*Görev:*
Lütfen Tayfun Demir'le yapılan görüşmeyi kaldığı yerden sürdürün.

*Sayfa alıntısı:*
__________

Tayfun Demir'le Görüşme
Almanya’nın Duisburg kenti tarafından 2012’den beri düzenli olarak iki yılda bir verilen Fakir Baykurt Kültür Ödülü’nün 2020’deki sahibi Tayfun Demir oldu. Yazar, yayıncı, kütüphaneci, çevirmen kimlikleriyle 1976’dan beri Almanya’da çağdaş Türk yazını ve kültürünün tanınması için önemli etkinlikler gerçekleştiren Tayfun’un özellikle Türkçeden Almancaya nitelikli çevirilerin yapılması için verdiği çaba dikkat çekicidir. Hem Türk hem de Alman kültür kurumların ulaşamadığı "ara noktalarda” gelişen göçmen, "melez duruşu” kendi politik tecrübelerinden kaynaklanan bir dayanışma anlayışıyla savunan Tayfun birçok önemli tasarıya öncülük etmesine karşın alçakgönüllü olmayı elden bırakmayan ender kültür insanlarındandır. Fakir Baykurt Kültür Ödülü töreni 3 Kasım 2020’de karantina koşulları nedeniyle yazarın hayatının önemli bir bölümünü geçirdiği Duisburg’un Homberg bölgesindeki Fakir Baykurt Meydanı’nda açık havada sınırlı katılımla gerçekleşti.
- Fakir Baykurt ile nerede ve ne zaman tanıştınız?

__________

*Verilen öğeler:*
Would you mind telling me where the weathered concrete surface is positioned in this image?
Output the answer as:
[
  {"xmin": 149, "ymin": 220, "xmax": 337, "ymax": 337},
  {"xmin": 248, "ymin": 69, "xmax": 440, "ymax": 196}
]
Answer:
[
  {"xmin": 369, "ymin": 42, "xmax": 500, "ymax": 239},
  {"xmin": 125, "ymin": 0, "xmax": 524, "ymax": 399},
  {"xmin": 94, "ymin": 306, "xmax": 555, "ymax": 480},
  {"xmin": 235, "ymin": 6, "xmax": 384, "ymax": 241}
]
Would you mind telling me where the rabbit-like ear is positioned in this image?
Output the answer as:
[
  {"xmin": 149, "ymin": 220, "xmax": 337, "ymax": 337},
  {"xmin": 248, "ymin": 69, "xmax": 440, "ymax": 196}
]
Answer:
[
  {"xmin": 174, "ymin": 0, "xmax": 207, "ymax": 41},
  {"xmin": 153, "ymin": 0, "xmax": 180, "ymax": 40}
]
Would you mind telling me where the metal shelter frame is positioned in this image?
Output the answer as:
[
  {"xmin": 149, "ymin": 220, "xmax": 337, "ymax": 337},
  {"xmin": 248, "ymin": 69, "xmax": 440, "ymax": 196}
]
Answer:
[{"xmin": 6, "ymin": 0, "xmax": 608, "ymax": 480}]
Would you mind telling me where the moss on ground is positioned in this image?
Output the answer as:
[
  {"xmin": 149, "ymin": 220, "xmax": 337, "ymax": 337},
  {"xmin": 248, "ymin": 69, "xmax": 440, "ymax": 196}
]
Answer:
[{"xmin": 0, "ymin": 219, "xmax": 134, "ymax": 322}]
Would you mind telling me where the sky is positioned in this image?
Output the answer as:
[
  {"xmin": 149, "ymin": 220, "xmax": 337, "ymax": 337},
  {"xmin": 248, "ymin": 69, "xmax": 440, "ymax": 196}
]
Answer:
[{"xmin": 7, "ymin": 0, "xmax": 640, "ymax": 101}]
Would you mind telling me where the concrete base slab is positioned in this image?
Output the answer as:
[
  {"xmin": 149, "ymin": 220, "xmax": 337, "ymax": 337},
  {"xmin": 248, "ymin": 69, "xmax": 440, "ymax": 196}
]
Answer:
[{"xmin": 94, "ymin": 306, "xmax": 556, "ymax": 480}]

__________

*Alıştırma yanıtı:*
- Baykurt’la ilk karşılamam 1968 sonu veya 1969 başında olmalı. Ankara’da öğrenciydim. SBF’ye bir konferansa gelmişti. Sonra başını çektiği TÖS, dönemin tüm devrimci gençlik hareketlerini yanına alarak büyük öğretmen grevini başlattı… Yıllar sonra, 1977 başı olmalı, Duisburg Bruckhausen semtinde bir göçmen toplantısında karşılaştık. Anımsadığım kadarıyla Almanya’ya üç aylık bir görevle gelmişti. Kısmen baş başa bir sohbetimiz olmuştu.
- Baykurt’un 1979’da Duisburg’a yerleşmesinden sonra onunla ortak projelerde çalıştığınızı biliyorum. Bu çalışmalar arasında bir de günlük gazete var değil mi? Eğer yanılmıyorsam bu Almanya’da çıkan Türkçe gazetelerden ilki galiba.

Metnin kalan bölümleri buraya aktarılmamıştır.